Substitute "occurrence" for every "instance" in the entries below, keeping everything else unchanged, and omit the pictures from your copy.

#### RECORDS TO USE

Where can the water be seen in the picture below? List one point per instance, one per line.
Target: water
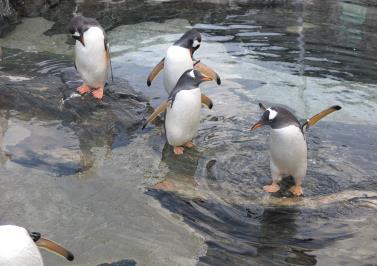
(306, 55)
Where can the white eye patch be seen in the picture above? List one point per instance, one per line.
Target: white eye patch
(273, 114)
(196, 44)
(192, 73)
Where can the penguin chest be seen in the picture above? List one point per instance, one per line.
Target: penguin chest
(177, 61)
(92, 59)
(288, 151)
(182, 119)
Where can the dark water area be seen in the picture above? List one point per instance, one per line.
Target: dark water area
(304, 55)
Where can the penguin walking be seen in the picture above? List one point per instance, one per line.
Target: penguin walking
(178, 59)
(288, 150)
(20, 247)
(92, 56)
(182, 115)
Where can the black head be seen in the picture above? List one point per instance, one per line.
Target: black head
(192, 78)
(277, 117)
(190, 40)
(78, 25)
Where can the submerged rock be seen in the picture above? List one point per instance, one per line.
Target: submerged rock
(95, 124)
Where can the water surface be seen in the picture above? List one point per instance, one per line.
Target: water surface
(306, 55)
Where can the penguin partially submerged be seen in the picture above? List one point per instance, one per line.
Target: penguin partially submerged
(288, 148)
(182, 115)
(20, 247)
(92, 56)
(178, 59)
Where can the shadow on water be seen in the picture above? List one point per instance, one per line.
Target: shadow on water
(299, 52)
(74, 130)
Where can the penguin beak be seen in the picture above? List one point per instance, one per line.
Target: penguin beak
(206, 78)
(257, 125)
(54, 248)
(79, 38)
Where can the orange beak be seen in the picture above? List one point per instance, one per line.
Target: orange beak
(256, 125)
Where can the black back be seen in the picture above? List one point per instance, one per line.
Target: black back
(282, 119)
(81, 24)
(187, 82)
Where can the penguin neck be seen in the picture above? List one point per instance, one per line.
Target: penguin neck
(94, 38)
(177, 51)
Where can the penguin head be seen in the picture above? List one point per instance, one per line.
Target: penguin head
(79, 25)
(276, 117)
(190, 40)
(192, 78)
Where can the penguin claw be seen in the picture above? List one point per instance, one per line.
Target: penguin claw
(178, 150)
(271, 188)
(98, 93)
(296, 190)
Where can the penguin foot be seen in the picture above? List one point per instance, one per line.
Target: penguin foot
(178, 150)
(271, 188)
(296, 190)
(83, 89)
(98, 93)
(189, 144)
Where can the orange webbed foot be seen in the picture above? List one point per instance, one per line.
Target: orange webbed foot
(98, 93)
(83, 89)
(178, 150)
(296, 190)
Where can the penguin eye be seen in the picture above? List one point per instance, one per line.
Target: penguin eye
(196, 43)
(192, 74)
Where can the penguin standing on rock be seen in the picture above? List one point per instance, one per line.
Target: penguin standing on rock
(178, 59)
(20, 247)
(288, 148)
(182, 115)
(92, 57)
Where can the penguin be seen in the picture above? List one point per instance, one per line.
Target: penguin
(178, 59)
(20, 247)
(92, 54)
(288, 149)
(182, 114)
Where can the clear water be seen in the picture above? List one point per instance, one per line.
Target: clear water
(306, 55)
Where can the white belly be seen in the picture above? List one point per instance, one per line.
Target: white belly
(17, 248)
(177, 61)
(91, 60)
(182, 120)
(288, 151)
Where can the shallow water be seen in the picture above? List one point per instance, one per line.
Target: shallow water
(306, 55)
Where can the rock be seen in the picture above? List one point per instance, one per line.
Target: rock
(108, 123)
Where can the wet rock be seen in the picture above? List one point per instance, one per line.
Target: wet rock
(107, 123)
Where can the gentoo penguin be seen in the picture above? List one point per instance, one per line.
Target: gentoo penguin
(92, 57)
(288, 148)
(182, 115)
(20, 247)
(178, 59)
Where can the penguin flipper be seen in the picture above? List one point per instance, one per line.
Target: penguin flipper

########

== RESPONSE ==
Where can the water be seen in the picture below? List one point per occurrence, one per line.
Target: water
(306, 55)
Where can the white eye patch be seen in the picture above? List one point per occurrence, one per line.
Target: white eye patch
(273, 114)
(196, 44)
(192, 73)
Where can the penguin chest be seen in the picture above? List one point per occurrence, one per line.
Target: penguin chest
(177, 61)
(92, 59)
(288, 151)
(182, 119)
Where can the dark water area be seen in the picture above? List one point per occurrence, one per line.
Target: dark water area
(304, 55)
Where can the penguin walking be seen in the picture above? List one point per occurrence, one per line.
Target: penguin walking
(178, 59)
(288, 150)
(20, 247)
(92, 56)
(182, 115)
Where can the black head be seen in the picture above? List one point per occurrence, one per line.
Target: black head
(192, 78)
(277, 117)
(190, 40)
(78, 25)
Where can the submerged rock be seen in the picture above? List one point per occurrence, one per line.
Target: submerged rock
(95, 124)
Where can the water surface be seen in the picture above? List one point per occurrence, one per line.
Target: water surface
(306, 55)
Where can the penguin partially submerged be seen in the picture above? List one point per occurrence, one per line.
Target: penguin partially submerged
(288, 148)
(182, 115)
(20, 247)
(92, 56)
(178, 59)
Where can the shadow on water be seen in the picture above? List one point per occurrence, one per line.
Target: shadow on water
(299, 52)
(74, 130)
Where can the penguin beak be seen in the picture above? List one point per occurrence, one per line.
Target: penguin beak
(206, 78)
(257, 125)
(54, 248)
(79, 38)
Where can the orange beak be seen in the picture above? List one point per occurrence, one per line.
Target: orange beak
(256, 125)
Where can the black back be seen in the picture above? List one point per occurrence, one per line.
Target: black back
(282, 119)
(81, 24)
(187, 82)
Where can the penguin neck be seen in the picture above? List one point per occurrence, one per line.
Target: penguin neck
(94, 38)
(177, 51)
Where can the penguin head be seen in the picture above? List one point per occurrence, one per line.
Target: penguin head
(79, 25)
(276, 117)
(190, 40)
(192, 78)
Where can the penguin claw be seen in the picture above? List one point per occurrence, one per line.
Target: penguin claw
(178, 150)
(271, 188)
(98, 93)
(296, 190)
Where can the penguin foot be seen in the picture above? List one point per occurrence, one per line.
Target: penguin foot
(178, 150)
(271, 188)
(296, 190)
(83, 89)
(98, 93)
(189, 144)
Where can the orange webbed foot be seen in the picture above? List one point per occurrence, one per line.
Target: orange webbed foot
(98, 93)
(83, 89)
(178, 150)
(296, 190)
Where can the penguin eye be seen in the picture above? List one point per occurrence, one per line.
Target: penguin eye
(196, 43)
(192, 74)
Where can the penguin standing on rock be seen in the picture above? List one point per occurrence, one per line.
Target: penguin standing on rock
(178, 59)
(20, 247)
(288, 148)
(182, 115)
(92, 57)
Where can the penguin be seen in the picture above? List one point per occurrence, one per line.
Target: penguin
(178, 59)
(20, 247)
(92, 54)
(288, 149)
(182, 114)
Where can the clear water be seen in the picture above? List one point per occurrence, one per line.
Target: clear water
(306, 55)
Where can the white belly be seen in the picture above? List one point per occurrence, one per line.
Target: white belly
(17, 248)
(177, 61)
(91, 60)
(182, 120)
(288, 151)
Where can the shallow water be seen in the picture above? List one point per occurrence, one per line.
Target: shallow water
(306, 55)
Where can the rock be seen in the picture above? List one point per occurrence, one per line.
Target: rock
(108, 123)
Where can the wet rock be seen in the picture above? List one point per occurrence, one per line.
Target: wet rock
(107, 123)
Where can the gentoo penguin be seen in the picture above? List one point per occurrence, one per line.
Target: gentoo penguin
(92, 57)
(288, 148)
(182, 115)
(20, 247)
(178, 59)
Where can the penguin flipper be seen in the picture above? List one point per occurrence, one per line.
Target: penguin flipper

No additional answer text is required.